=== Section Start ===
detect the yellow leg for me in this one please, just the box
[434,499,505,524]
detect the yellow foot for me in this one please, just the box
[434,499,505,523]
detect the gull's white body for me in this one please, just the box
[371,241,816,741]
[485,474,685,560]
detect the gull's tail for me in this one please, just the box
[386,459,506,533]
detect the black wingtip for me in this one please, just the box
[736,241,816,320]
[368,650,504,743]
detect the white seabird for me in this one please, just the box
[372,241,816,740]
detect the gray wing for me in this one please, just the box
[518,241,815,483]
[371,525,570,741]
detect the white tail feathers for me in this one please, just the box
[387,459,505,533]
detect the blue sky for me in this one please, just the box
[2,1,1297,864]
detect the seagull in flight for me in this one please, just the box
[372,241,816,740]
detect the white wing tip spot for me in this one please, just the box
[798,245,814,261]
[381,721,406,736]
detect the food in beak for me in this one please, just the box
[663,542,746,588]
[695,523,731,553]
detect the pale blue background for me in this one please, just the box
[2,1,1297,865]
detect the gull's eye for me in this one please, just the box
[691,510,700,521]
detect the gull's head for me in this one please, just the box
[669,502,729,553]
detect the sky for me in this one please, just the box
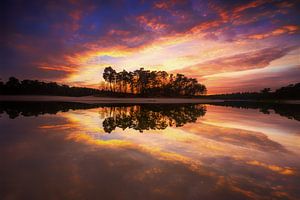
[1,0,300,94]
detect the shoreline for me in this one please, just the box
[0,95,299,104]
[0,95,223,104]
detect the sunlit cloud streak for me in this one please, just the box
[173,46,298,77]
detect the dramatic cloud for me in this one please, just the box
[1,0,299,93]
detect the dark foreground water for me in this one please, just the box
[0,101,300,200]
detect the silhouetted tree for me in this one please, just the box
[101,67,207,97]
[261,88,271,94]
[274,83,300,99]
[103,66,116,92]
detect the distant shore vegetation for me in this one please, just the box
[205,83,300,100]
[0,77,101,97]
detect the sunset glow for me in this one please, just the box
[2,0,300,93]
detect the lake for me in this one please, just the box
[1,101,300,200]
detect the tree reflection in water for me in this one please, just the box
[102,104,206,133]
[0,102,206,133]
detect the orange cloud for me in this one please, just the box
[247,25,299,40]
[136,15,168,32]
[233,0,269,14]
[153,0,186,10]
[209,0,270,26]
[153,1,169,9]
[247,160,295,175]
[69,10,82,20]
[39,63,79,73]
[108,29,131,36]
[208,2,229,23]
[189,20,221,34]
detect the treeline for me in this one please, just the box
[206,83,300,100]
[1,75,299,99]
[0,77,102,96]
[102,67,207,97]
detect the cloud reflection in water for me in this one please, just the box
[1,102,300,199]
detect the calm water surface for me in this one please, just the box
[1,102,300,200]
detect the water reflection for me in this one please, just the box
[102,104,206,133]
[209,101,300,121]
[0,101,100,119]
[1,101,300,199]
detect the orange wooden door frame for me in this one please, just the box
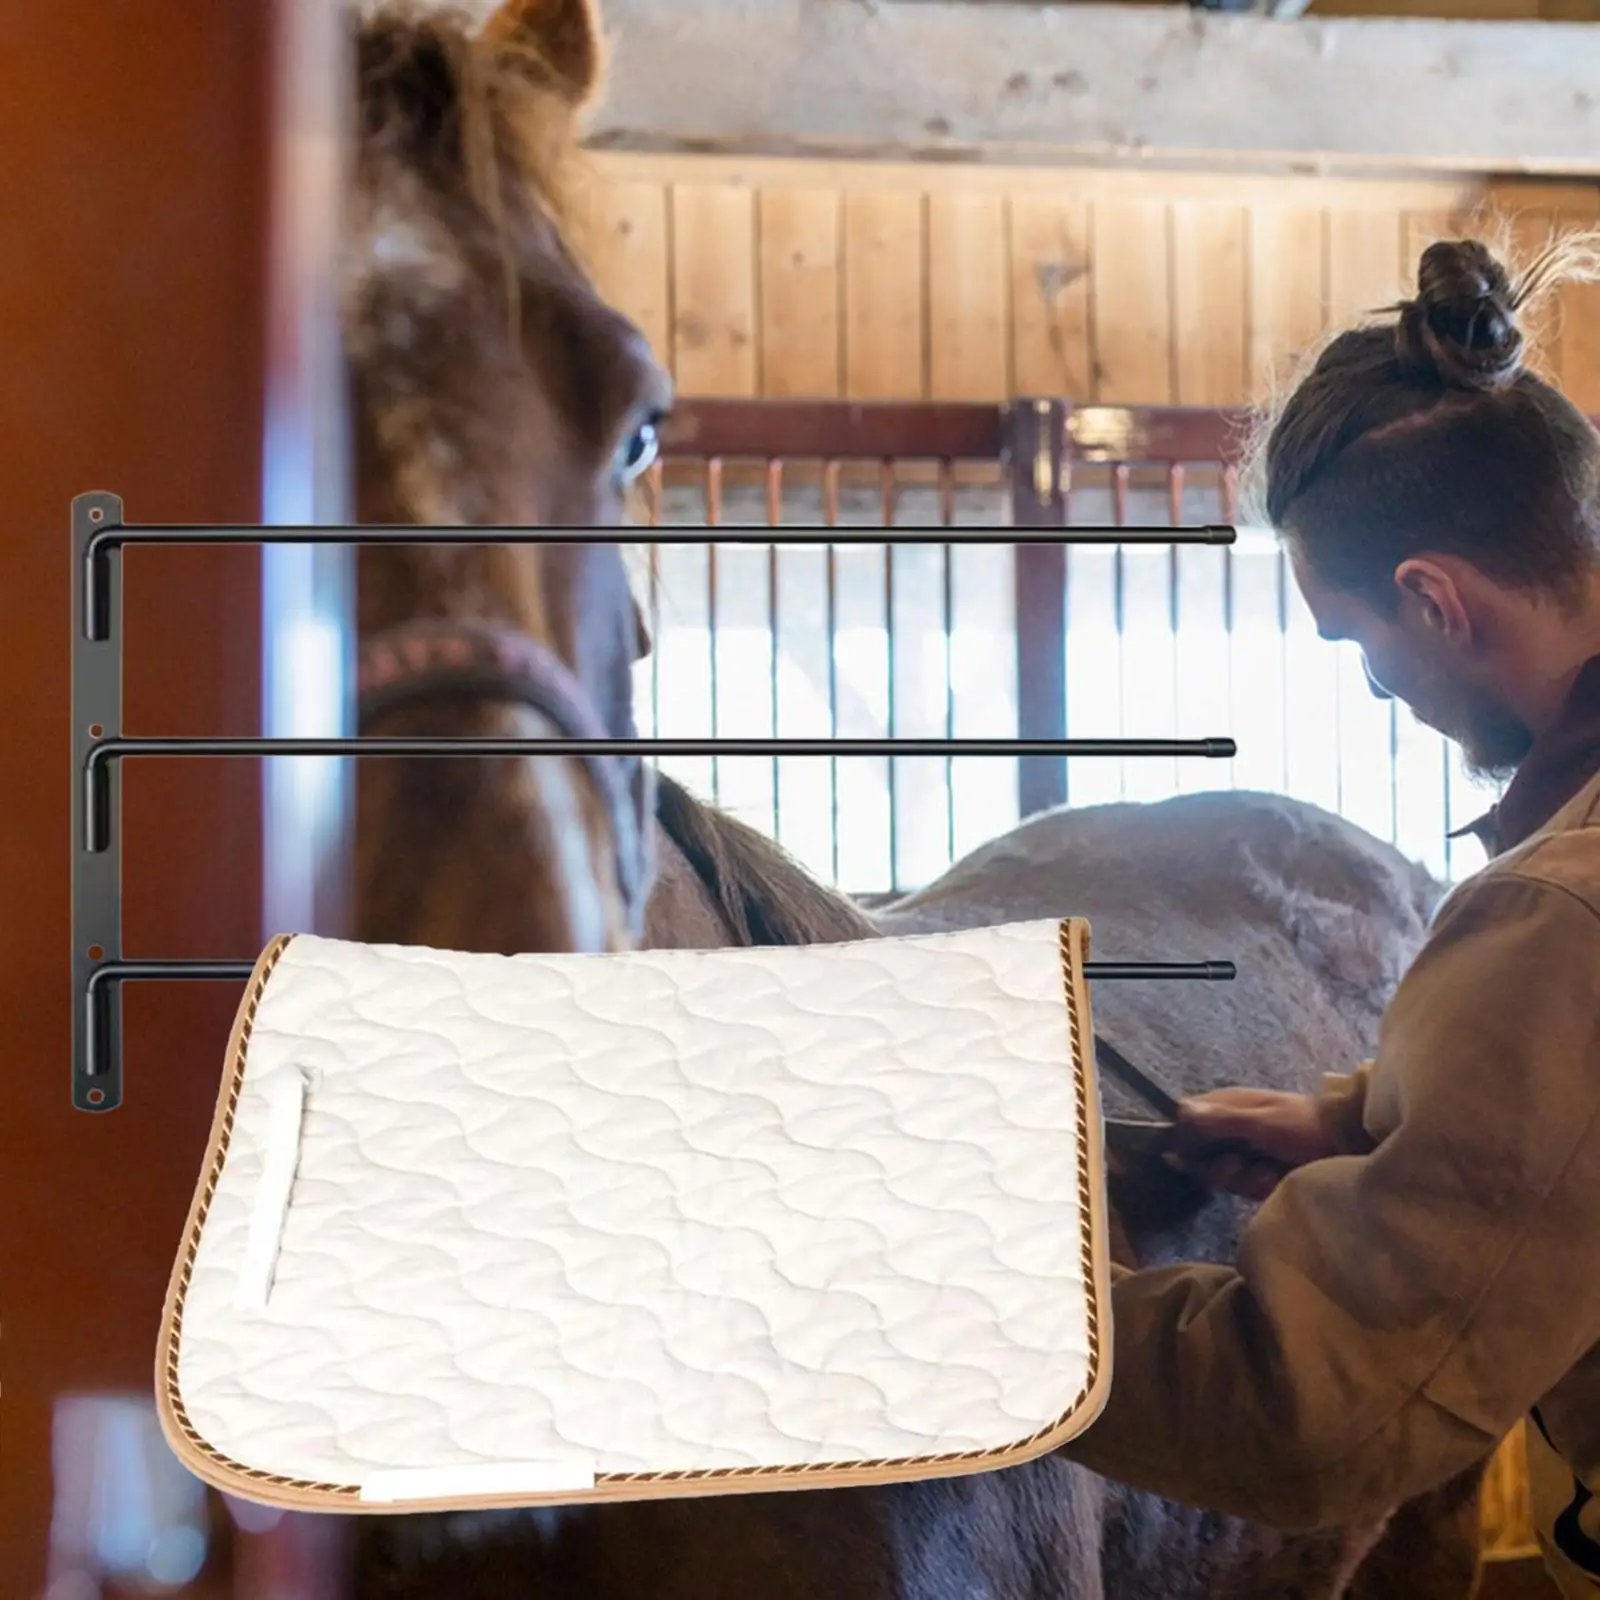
[0,1,350,1592]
=== Section End ===
> [Exercise directions]: Could all the data above be given again exactly, leaving out its images?

> [Solution to this exercise]:
detect the yellow leg for me in this one please, just the box
[434,499,505,524]
detect the yellow foot for me in this one please, just the box
[434,499,505,523]
detect the gull's white body for me in this one please, just the box
[371,241,816,741]
[485,474,685,560]
detect the gull's tail for me in this one please, just the box
[386,459,506,533]
detect the black wingtip for me in this one please, just the box
[736,241,816,320]
[368,650,504,743]
detect the white seabird for me in this one please, just the box
[372,241,816,740]
detect the gray wing for me in this one please, just the box
[518,241,815,483]
[371,525,570,741]
detect the white tail feathers for me in this one please, just the box
[387,459,505,533]
detect the blue sky for me in this one please, just the box
[2,1,1297,864]
detect the seagull in flight for me in this one please, just the box
[372,241,816,740]
detect the white wing tip spot for me in this one please, just the box
[798,245,814,261]
[381,721,406,736]
detect the food in beak for me in this one please, just the box
[663,542,746,588]
[695,523,731,553]
detect the pale blue background for me in this one please, just the box
[2,1,1297,865]
detect the gull's eye for me in this one please, just the box
[691,510,700,521]
detect the gull's head for me in this one please, just the box
[669,502,729,553]
detect the sky for me in this one please, just the box
[1,0,300,94]
detect the shoreline for me in this one please, just the box
[0,95,299,104]
[0,95,223,104]
detect the sunlit cloud streak for me in this one please, just the box
[173,46,298,77]
detect the dramatic cloud for me in this one please, just the box
[1,0,299,93]
detect the dark foreground water for me in this one please, just the box
[0,101,300,200]
detect the silhouetted tree for me in this one please, just the box
[101,67,207,97]
[261,88,271,94]
[274,83,300,99]
[103,66,116,92]
detect the distant shore vegetation for me in this one please, just the box
[205,83,300,100]
[0,77,101,97]
detect the sunset glow for me in this one please, just the box
[2,0,300,93]
detect the lake for me in this one please, just the box
[1,101,300,200]
detect the tree reflection in water for me in this one please, just the box
[102,104,206,133]
[0,102,206,133]
detect the orange cloud for me in this one please, just the box
[247,25,299,40]
[136,15,168,32]
[233,0,269,14]
[153,0,186,10]
[209,0,270,26]
[153,1,169,9]
[247,160,295,175]
[69,10,82,20]
[39,63,79,73]
[108,29,131,36]
[208,2,229,23]
[189,20,221,34]
detect the treeline for me in this one please, just the box
[206,83,300,100]
[1,75,299,99]
[0,77,102,96]
[102,67,207,97]
detect the cloud reflection in water for me in this one please, just the box
[1,102,300,199]
detect the calm water surface for me in this one please, just the box
[1,102,300,200]
detect the water reflection for me in this one please, just the box
[102,104,206,133]
[209,101,300,121]
[0,101,100,119]
[1,101,300,199]
detect the orange wooden door frame for me in this one please, just the box
[0,1,350,1592]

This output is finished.